Reproduce the data verbatim, starting with its first line and continuing through the line containing "POLYGON ((227 146, 226", both included. Omit the pictures from the output.

[Shape boundary entries]
======

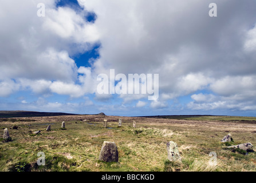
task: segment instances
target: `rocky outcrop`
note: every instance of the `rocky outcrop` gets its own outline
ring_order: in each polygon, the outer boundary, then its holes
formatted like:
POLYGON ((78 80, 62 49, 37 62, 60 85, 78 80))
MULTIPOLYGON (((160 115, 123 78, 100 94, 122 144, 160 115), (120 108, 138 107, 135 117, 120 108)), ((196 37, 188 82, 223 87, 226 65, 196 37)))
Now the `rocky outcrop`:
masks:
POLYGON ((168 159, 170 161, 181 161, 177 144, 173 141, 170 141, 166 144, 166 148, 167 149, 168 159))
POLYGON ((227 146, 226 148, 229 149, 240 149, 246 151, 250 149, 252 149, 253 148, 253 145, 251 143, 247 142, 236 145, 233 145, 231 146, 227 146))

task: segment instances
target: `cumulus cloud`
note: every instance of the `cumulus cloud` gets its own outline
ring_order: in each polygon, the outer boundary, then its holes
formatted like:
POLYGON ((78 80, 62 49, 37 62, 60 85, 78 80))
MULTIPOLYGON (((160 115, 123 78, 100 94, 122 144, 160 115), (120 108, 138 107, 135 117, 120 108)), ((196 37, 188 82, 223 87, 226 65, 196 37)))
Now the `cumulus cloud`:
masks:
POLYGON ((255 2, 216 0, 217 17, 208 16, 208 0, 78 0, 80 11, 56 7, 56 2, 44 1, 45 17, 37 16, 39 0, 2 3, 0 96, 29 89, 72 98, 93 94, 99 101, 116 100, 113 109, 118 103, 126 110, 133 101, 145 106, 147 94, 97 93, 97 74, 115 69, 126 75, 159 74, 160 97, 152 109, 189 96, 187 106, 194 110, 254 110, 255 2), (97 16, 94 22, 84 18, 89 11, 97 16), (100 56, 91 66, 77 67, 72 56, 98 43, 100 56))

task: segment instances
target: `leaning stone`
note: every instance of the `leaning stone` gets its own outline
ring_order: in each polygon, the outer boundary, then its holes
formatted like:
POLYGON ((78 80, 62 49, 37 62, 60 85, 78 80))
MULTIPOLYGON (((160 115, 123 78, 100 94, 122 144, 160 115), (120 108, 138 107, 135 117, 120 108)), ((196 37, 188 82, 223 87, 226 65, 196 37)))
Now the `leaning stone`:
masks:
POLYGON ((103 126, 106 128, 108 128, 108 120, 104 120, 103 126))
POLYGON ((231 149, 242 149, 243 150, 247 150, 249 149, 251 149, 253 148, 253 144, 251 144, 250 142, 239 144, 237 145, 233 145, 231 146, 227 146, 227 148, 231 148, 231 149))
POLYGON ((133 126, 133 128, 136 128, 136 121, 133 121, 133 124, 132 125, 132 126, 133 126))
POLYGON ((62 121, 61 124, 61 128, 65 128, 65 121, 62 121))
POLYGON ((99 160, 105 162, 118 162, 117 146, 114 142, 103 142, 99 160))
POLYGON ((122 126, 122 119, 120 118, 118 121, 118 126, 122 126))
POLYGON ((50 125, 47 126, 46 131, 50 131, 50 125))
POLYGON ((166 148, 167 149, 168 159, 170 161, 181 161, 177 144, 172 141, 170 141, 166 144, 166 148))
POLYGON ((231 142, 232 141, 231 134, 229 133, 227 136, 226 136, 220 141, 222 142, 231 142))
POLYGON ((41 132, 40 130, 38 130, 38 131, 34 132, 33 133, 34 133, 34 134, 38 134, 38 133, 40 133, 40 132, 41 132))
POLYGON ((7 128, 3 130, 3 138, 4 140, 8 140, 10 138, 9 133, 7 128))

======

Reply to the exercise ▸
task: segment instances
target: `rocky outcrop`
note: every instance of the `rocky outcrop` gets its own outline
ring_order: in each polygon, the outer boundary, then its holes
formatted like:
POLYGON ((78 80, 62 49, 37 62, 60 85, 78 80))
MULTIPOLYGON (((160 115, 123 78, 100 94, 122 144, 160 115), (120 108, 138 107, 135 117, 120 108)), ((196 37, 188 82, 223 87, 226 65, 196 37)))
Now the `rocky outcrop`:
masks:
POLYGON ((168 159, 170 161, 181 161, 177 144, 173 141, 170 141, 166 144, 166 148, 167 149, 168 159))
POLYGON ((227 146, 226 148, 229 149, 240 149, 246 151, 250 149, 252 149, 253 148, 253 145, 251 143, 247 142, 236 145, 233 145, 231 146, 227 146))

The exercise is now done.